ASSIGNED TASK: Could each entry below be printed again exactly as given?

DATA SHOWN:
★ ★ ★ ★ ★
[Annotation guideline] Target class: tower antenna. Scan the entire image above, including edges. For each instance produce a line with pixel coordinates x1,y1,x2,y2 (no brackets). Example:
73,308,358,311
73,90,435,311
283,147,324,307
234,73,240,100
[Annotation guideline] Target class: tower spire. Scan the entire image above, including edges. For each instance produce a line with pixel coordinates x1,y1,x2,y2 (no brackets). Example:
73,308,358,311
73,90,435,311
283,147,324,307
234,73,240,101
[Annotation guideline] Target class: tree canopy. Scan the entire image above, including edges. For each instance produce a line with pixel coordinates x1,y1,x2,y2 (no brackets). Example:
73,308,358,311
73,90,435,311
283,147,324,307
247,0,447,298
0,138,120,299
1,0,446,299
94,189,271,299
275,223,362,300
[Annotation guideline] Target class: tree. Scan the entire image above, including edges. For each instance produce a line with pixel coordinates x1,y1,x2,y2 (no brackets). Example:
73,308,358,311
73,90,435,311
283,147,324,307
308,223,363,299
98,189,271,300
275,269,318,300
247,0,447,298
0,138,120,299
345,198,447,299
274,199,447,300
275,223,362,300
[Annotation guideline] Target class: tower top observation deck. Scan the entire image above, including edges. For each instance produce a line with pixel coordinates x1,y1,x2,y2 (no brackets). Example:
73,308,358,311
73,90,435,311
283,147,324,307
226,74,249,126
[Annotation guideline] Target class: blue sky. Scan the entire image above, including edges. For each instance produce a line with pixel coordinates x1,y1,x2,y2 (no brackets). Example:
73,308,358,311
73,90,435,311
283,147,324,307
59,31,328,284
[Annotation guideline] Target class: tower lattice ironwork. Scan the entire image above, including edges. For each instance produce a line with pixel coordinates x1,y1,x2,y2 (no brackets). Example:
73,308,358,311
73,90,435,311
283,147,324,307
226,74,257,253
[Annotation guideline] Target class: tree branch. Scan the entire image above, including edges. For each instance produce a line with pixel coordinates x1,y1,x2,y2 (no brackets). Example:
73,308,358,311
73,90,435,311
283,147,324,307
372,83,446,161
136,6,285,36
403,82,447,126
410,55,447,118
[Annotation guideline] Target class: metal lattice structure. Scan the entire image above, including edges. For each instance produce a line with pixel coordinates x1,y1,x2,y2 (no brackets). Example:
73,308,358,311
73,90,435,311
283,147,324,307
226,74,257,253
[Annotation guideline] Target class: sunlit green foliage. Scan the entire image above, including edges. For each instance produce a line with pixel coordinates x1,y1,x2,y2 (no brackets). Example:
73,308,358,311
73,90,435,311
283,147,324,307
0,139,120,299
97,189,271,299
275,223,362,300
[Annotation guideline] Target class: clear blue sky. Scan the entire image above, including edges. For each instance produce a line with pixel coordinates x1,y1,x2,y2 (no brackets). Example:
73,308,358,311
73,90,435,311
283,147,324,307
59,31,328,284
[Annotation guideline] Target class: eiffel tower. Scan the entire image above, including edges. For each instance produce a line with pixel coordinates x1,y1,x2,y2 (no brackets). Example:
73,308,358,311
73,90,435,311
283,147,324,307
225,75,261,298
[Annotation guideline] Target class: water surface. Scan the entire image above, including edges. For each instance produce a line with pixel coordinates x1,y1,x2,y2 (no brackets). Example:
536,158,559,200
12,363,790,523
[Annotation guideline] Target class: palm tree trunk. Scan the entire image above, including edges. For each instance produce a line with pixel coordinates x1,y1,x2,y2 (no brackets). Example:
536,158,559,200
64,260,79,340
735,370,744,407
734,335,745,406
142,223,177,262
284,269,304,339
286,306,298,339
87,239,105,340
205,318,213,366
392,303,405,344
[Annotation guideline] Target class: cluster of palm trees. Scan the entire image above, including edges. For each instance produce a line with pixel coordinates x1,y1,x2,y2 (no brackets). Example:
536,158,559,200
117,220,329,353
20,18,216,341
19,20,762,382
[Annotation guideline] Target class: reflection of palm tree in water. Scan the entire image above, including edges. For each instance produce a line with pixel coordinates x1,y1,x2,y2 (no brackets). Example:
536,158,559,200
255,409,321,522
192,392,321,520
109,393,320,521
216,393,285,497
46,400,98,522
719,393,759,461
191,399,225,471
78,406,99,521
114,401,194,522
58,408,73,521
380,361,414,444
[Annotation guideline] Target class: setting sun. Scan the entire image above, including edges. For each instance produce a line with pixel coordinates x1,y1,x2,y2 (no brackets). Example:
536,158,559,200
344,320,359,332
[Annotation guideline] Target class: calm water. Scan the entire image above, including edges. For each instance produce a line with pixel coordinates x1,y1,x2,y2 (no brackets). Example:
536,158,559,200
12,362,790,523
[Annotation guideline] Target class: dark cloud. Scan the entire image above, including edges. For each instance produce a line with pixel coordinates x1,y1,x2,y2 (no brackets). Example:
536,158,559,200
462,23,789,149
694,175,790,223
★ ★ ★ ★ ★
ANSWER BOX:
[Annotation guideline] Target class: tower antenna. Scan the entire image above, including edges. For each instance produce a line with pixel coordinates x1,y1,x2,y2 (no brackets). Example:
73,308,358,311
73,90,435,311
283,147,324,307
234,73,240,100
[Annotation guideline] Target class: tower spire. Scan the entire image above, including edges. For each instance produce a line with pixel coordinates x1,y1,x2,y2 (no brackets). Example:
73,308,358,311
73,90,435,311
283,147,324,307
234,73,240,101
[Annotation guideline] Target class: tree canopy. Scan the entire image above, including edges. For each instance produce a line with pixel coordinates x1,y1,x2,y2 (no brackets). Example:
73,308,358,311
73,90,435,311
283,147,324,307
247,0,447,298
0,138,120,299
1,0,446,299
94,189,271,299
275,223,362,300
[Annotation guideline] Target class: tree. Scan the entire image above, including edges. For each instance produce a line with pixel coordinates x1,y1,x2,y2 (no brackets). Example:
73,308,358,311
73,90,435,311
283,147,324,307
308,223,363,299
98,189,271,300
275,269,318,300
247,0,447,298
0,138,120,299
345,198,447,299
274,199,447,300
275,223,362,300
[Annotation guideline] Target class: tower top observation deck. Scan the entire image above, including edges. For each instance produce a line with pixel coordinates x1,y1,x2,y2 (no brackets). Example:
73,308,358,311
73,90,435,311
283,147,324,307
226,74,249,126
[Annotation guideline] Target class: blue sky. Scan the entire image above, including edges. For each instance produce a line with pixel coordinates x1,y1,x2,y2 (no brackets). Example:
73,308,358,311
73,90,435,311
283,147,324,307
59,31,328,284
[Annotation guideline] Target class: tower lattice ironwork. Scan the entire image above, including edges. For each instance produce a line with pixel coordinates x1,y1,x2,y2 (no brackets). Example:
73,308,358,311
73,90,435,311
283,147,324,307
226,74,257,253
[Annotation guideline] Target class: tree branch. Scan the entire image above, including edges. For each instance produce a line with pixel coordinates x1,y1,x2,y2 (no brackets). Example:
73,308,358,311
73,90,435,311
283,147,324,307
372,83,446,161
136,6,285,36
403,82,447,126
410,55,447,118
[Annotation guideline] Target class: metal lattice structure. Scan the entire image above, including edges. For each instance produce a line with pixel coordinates x1,y1,x2,y2 (no brackets). Example:
73,308,358,311
73,90,435,311
283,147,324,307
226,74,257,253
[Annotation guideline] Target class: sunlit green foliage. Scan the entire image above, including edges. For each instance produce a line with pixel coordinates x1,y1,x2,y2 (no brackets). Example:
73,308,358,311
73,90,435,311
283,147,324,307
0,139,120,299
97,189,271,299
275,223,362,300
[Annotation guideline] Target class: clear blue sky. Scan the entire image above, including edges. For each instance produce a line with pixel coordinates x1,y1,x2,y2 (no brackets). Example:
73,308,358,311
73,90,435,311
283,147,324,307
59,31,328,284
[Annotation guideline] Target class: eiffel tower. Scan the entire image above, including edges. For each instance produce a line with pixel coordinates x1,y1,x2,y2 (no brackets). Example:
73,308,358,311
73,90,435,311
283,147,324,307
225,75,261,298
[Annotation guideline] Target class: water surface. Scan the entire image above, including edges. For each instance produce a line with pixel coordinates x1,y1,x2,y2 (no brackets). Example:
536,158,559,200
12,363,790,523
[Annotation guideline] Target class: palm tree trunk. Scan the entire image above, including edges. For each instance produce a line with pixel coordinates x1,y1,x2,y2 (no brackets). Example:
536,158,559,200
64,260,79,340
735,370,744,407
734,335,745,406
142,223,177,262
284,269,304,339
286,306,298,339
87,239,105,340
205,318,213,366
392,303,405,344
[Annotation guideline] Target class: cluster of palm trees. Scan the entire image above, including edges. For each instance produce a line with pixel coordinates x1,y1,x2,y2 (no brackets). Example:
536,158,559,200
117,220,329,353
20,18,216,341
19,20,762,382
[Annotation guideline] Target class: reflection of palm tree in water. Scan the entire image above, including edges. For each instance produce a line with pixel coordinates x1,y1,x2,y2 (no brackets). Example:
536,158,559,200
255,409,321,522
192,392,321,520
109,393,320,521
216,393,285,497
46,400,98,522
719,393,759,461
191,399,225,471
78,406,99,521
114,401,194,522
58,408,73,521
380,361,414,444
[Annotation guideline] Target class: setting sun. Scan the entire image above, including edges. For each instance produce a line with pixel coordinates x1,y1,x2,y2 (no brackets). Example:
536,158,559,200
344,320,359,332
[Annotation guideline] Target class: calm water. Scan the entire image above, including edges. For each instance produce a line with pixel coordinates x1,y1,x2,y2 (no brackets). Example:
536,158,559,200
12,362,790,523
[Annotation guideline] Target class: dark cloud. Scan the entire image above, including edges. For each instance produce a line with pixel coordinates x1,y1,x2,y2 (no brackets). Example:
536,158,559,200
462,23,789,149
694,175,790,223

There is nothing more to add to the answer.